**QUESTIONS ON THE MATERIAL**
- A) Render the sentence "In politics, perception does not always match the reality." from the campaign reader below into Spanish.
- B) Write a continuation of the campaign reader below, picking up right after its final sentence.

** Opening SELECTED EXTRACT block **

U.S. Campaign Reader
By Charles Lemos on September 21, 2008 at 6:27 AM in Barack Obama, McCain/Palin 2008

Here are a few articles from both the US and international media about the US Presidential race. Highlights of each article provided with a link to the full article.
It’s Still the Economy, Stupid! Obama Goes on the Attack
By Michael Tomasky in the UK Guardian.
Simply because he’s a member of George Bush’s political party, McCain has the bigger challenge over the next few days. With 81% of Americans believing the country is “seriously” on the wrong track, McCain has to explain why he’ll be so different even though he’s voted with Bush 90% of the time.
Obama has always had more trouble with packaging. He has, if anything, too many policy proposals. He finds it hard to pare them down to three or four compelling points and present them in crisp, short sentences. In US presidential politics, the packaging is more important than the thinking. And next Friday brings the first of the three important presidential debates.
No doubt, yesterday’s poll in Michigan has 73% of voters in Michigan saying the country was headed in the wrong direction and 42% tied McCain to Bush. For McCain, this may be too much to overcome.
Wall Street Woes Benefit Obama Candidacy
By Jonathan Martin & Glenn Thrush writing for Politico.
Wall Street’s breakdown and bailout are likely to improve Barack Obama’s odds of reaching the White House — a point not lost on John McCain, whose stumbles this week seemed to lend credence to the view that economics is not his strong suit.
He said the fundamentals of the economy were “strong,” then he said the economy was “in crisis.”
In politics, perception does not always match the reality. The reality is that Senator Obama is tied intimately with the former leadership Fannie Mae and Freddie Mac and has received more funds from these now seized corporations than any other Senator except for Senator Dodd. The reality is that Senator McCain called for reform at these two institutions in 2006. The perception, however, is that this mess is all Bush’s fault and by extension McCain’s.
Betting on John McCain
Economist Steve Landsburg in The Atlantic explains why he thinks McCain’s economic policies make more sense.
Free trade and immigration are my top issues, and McCain wins on both.
These are my top issues for several reasons. First, trade is the engine of prosperity not just for the United States but also for the poorest of the world’s poor. Nothing matters more than that. Second, the instinct to care about the national origin of your trading partner (or employer, or employee, or landlord, or tenant) is an ugly one, and the instinct to care about the national origin of other people’s trading partners—and on that basis to interfere forcibly with other people’s voluntary transactions—is even uglier.

** Closing SELECTED EXTRACT block **
** Opening EXTRACTED RECORDS block **

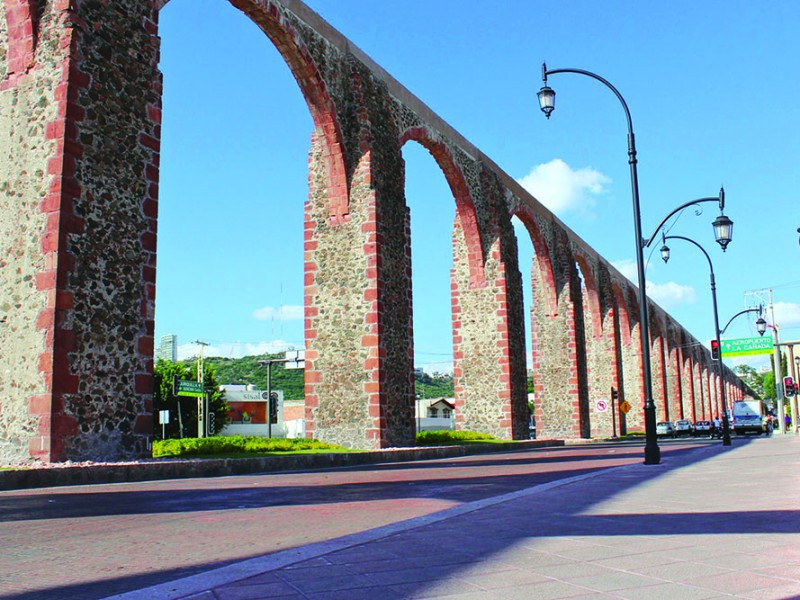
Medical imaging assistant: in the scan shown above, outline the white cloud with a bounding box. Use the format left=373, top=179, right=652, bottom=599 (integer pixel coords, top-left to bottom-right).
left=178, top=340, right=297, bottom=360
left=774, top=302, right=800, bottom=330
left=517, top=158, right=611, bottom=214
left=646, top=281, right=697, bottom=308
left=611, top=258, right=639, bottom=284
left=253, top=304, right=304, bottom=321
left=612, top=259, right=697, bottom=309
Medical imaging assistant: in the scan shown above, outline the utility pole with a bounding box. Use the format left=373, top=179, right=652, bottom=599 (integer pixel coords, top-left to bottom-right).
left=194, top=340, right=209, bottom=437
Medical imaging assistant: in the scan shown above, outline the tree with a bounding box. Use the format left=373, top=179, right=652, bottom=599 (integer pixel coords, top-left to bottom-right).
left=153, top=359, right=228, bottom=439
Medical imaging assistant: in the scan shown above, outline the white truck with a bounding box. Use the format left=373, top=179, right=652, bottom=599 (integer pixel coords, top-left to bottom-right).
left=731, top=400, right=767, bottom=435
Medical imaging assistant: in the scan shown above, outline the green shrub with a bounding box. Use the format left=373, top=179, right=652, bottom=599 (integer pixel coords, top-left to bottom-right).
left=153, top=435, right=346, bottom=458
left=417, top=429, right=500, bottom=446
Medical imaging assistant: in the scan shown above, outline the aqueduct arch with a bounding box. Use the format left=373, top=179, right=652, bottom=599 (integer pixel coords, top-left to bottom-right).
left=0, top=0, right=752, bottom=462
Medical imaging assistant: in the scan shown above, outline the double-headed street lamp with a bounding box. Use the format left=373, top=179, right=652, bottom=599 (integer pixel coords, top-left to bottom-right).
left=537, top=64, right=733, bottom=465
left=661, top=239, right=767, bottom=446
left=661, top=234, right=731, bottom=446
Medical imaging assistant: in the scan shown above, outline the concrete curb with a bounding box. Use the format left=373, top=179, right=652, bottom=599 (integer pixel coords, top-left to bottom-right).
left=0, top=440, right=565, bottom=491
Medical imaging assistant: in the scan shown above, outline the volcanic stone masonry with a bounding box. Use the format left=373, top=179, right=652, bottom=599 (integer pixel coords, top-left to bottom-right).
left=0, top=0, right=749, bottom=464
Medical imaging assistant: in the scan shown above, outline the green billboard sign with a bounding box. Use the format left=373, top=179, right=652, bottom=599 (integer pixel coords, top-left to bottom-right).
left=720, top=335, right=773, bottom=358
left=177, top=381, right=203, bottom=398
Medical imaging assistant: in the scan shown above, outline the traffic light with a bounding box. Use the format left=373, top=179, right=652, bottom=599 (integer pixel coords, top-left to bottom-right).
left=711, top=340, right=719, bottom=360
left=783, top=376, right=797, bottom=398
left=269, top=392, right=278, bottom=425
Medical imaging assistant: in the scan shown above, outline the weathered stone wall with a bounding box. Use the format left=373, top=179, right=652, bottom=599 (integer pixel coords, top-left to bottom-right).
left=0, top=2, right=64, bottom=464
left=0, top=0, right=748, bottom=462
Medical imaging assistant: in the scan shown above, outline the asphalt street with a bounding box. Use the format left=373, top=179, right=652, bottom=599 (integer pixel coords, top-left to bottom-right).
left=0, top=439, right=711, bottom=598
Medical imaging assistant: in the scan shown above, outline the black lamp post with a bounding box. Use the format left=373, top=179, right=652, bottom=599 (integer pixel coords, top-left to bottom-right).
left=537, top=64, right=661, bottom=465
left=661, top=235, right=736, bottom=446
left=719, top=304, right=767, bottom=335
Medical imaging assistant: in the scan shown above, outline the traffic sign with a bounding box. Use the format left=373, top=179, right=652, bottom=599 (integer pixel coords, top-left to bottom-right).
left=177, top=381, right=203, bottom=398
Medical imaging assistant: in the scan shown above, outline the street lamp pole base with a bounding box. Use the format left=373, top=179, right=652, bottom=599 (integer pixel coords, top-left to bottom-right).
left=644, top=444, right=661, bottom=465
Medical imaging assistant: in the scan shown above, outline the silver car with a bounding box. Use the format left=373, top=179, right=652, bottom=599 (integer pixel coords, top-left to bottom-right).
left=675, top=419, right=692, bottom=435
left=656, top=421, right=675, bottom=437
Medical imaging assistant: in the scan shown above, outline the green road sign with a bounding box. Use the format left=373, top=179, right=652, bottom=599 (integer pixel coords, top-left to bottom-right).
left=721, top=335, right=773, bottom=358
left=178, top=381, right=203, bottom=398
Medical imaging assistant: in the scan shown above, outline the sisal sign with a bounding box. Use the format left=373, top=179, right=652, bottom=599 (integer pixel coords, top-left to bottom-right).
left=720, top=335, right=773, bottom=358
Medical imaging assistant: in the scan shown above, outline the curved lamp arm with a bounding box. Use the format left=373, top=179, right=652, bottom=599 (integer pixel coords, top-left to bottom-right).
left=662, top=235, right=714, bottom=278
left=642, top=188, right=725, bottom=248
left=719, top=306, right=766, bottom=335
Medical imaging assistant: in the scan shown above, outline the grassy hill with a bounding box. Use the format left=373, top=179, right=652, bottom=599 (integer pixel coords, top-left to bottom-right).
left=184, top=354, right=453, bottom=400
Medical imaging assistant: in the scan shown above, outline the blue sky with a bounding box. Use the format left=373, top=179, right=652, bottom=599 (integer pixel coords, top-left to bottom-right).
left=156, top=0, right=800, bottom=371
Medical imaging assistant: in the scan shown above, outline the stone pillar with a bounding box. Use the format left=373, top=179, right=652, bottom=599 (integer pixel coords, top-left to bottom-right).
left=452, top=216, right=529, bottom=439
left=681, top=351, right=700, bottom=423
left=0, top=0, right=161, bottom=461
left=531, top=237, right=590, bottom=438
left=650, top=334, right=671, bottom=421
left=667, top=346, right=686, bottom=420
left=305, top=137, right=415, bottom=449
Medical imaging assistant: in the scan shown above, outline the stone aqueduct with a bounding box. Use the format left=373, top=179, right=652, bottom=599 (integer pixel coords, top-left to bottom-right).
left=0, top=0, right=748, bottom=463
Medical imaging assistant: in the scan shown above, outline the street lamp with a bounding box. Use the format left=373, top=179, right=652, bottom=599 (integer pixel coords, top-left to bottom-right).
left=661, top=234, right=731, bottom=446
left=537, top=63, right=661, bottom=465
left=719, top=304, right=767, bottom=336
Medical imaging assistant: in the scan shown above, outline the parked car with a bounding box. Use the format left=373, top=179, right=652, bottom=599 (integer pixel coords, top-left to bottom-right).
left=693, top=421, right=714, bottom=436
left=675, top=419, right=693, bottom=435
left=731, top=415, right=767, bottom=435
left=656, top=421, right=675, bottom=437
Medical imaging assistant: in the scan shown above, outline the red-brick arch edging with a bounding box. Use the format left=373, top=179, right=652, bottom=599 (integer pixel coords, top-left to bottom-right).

** Closing EXTRACTED RECORDS block **

**ANSWERS TO EACH TASK**
- A) En política, la percepción no siempre coincide con la realidad.

- B)
Finally, protectionism, like creationism, requires an extraordinary level of willful ignorance. The consensus for free trade among economists is approximately as solid as the consensus for evolution among biologists, and it is a consensus supported by a solid body of both theory and observation. To ignore that consensus betrays a degree of anti-intellectualism that frightens me.
Free trade and energy are two of mine. McCain scores better on these. On free trade, it’s not even a contest. Obama has not a leg to stand on after his attacks on NAFTA and the Colombian FTA. On energy, it’s impossible to overlook the fact that Obama voted for the Bush Cheney Energy Policies. Contrast that vote with McCain who did not. McCain also undestands that energy independence is a national security issue.
Obama Focuses on Economic Crisis during Florida Campaign Swing
By Beth Reinhard in the Miami Herald.
Obama, who arrived in hard-hit Florida three days after McCain left the state, ridiculed his rival for casting blame after serving for decades longer in Washington.
”I think it’s clear Sen. McCain is a little panicked right now,” Obama said to the delight of the raucous crowd of about 8,000 people at the University of Miami’s BankUnited Center in Coral Gables.
He added: “This isn’t a time for fear or panic. It’s a time for resolve, and it’s a time for leadership.”
For Obama, Little Progress with Evangelicals
By Jacqueline L. Salmon and Michelle Boorstein in the Washington Post.
White evangelical Protestants favored McCain over Obama 57 to 20 percent, with 22 percent undecided. At the same point in the 2004 campaign, white evangelicals preferred Bush over Kerry 60 to 20, with 20 percent undecided.
Democratic faith advisors have never predicted they would win white evangelicals, but feel they can capture the presidency by attracting a few percentage points within this group, as well as among Catholic voters who went for Bush in 2000 and 2004. At the national and state level, Democrats have begun building a concerted faith outreach infrastructure and the Obama campaign has a team of faith advisers and talks often about his Christian identity.
One look at the Reverend Jeremiah Wright or Father Michael Pfleger, I think is enough to dispel any Christian from voting for Obama.
In Rust Belt, Biden Rips McCain, But Is Anyone Listening?
By Mark Leibovich in the Houston Chronicle.
“If I sound angry, it’s because I am,” Biden told a few hundred people gathered at a high school football field. Yes, he sounds angry, yelling through his stump speeches, flailing his arms and telling a (supportive) member of the audience to “shush up, will you?” (”I’m kidding,” he added, but didn’t sound like it.)
But the reality for Biden is that while running mates play second fiddle by definition, the Palin phenomenon has made him something of a fourth or fifth fiddle. It is not like last month, when the news media swarmed Biden’s Delaware home and delegates swooned over him at the Democratic Convention. He is trailed by just a few national reporters and struggling to break through in a race marked by historic firsts, political celebrities and charismatic newcomers — none of them named Joe Biden.
On the bright side, ol’ smokin’ Joe did make news by calling taxes “patriotic.”
Rupert Murdoch: Obama’s Economic Policies are ‘Naive’
No Author noted in The Live Feed. The link includes a video.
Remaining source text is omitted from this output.